_INPUT_:
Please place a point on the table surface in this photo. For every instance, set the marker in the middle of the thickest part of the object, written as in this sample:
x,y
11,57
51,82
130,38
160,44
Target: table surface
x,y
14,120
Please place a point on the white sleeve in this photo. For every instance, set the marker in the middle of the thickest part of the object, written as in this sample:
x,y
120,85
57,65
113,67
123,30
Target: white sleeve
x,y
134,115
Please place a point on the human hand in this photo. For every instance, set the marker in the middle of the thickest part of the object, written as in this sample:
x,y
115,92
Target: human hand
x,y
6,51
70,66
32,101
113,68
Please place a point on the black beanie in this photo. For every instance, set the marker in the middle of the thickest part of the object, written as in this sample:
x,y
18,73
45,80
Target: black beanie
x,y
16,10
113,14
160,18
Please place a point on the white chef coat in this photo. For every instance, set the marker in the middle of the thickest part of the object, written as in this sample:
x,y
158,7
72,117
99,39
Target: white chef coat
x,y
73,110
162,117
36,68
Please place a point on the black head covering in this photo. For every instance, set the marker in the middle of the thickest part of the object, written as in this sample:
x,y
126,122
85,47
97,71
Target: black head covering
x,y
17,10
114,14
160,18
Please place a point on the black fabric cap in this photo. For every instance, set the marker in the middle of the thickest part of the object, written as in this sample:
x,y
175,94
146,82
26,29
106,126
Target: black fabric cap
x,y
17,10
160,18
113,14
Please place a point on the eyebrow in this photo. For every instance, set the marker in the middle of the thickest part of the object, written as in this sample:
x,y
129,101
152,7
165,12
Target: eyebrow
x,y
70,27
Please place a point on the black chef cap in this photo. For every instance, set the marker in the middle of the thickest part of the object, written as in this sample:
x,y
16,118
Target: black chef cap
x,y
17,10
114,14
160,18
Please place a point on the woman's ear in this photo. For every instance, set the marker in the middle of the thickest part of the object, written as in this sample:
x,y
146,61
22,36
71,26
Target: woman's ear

_THE TASK_: In the listing above, which lines include the string "middle"? Return every one of them.

_SOLUTION TO THE EXERCISE_:
Please place a point on the table surface in this photo. For every instance, set the marker in the middle of the thickest part of the object, written as in this sample:
Please place a point on the white sleeve in this photo. For every instance, set the marker in the middle of the thickest part of the object, written as in this sample:
Please place a point on the human hand in this photo. For every instance, set the marker in the middle of the thickest part of the object, written as in this sample:
Please place a point on the black beanie in this photo. For every instance, set the marker in the middle of the thickest part of the object, written as in this sample:
Please place a point on the white chef coat in this photo. For every instance, set the marker in the middle of the thickest part of the object, written as in this sample:
Please place a point on the black head covering in this photo. For every instance, set the marker in the middle of the thickest part of the object, written as in this sample:
Please place a point on the black fabric cap in this photo. For every instance, set the marker in the middle of the thickest part of the object, written as in this sample:
Please place a point on the eyebrow in this photo. For every instance, set the marker in the middle of the thickest part of the object, written as in this sample:
Please place a point on the black chef cap in this photo. For every instance, set the marker in the middle of the thickest part of the object, written as in this sample:
Please place a point on the woman's ear in this photo. For every instance, set the marker in the middle of the thickest part of the object, written as in this sample:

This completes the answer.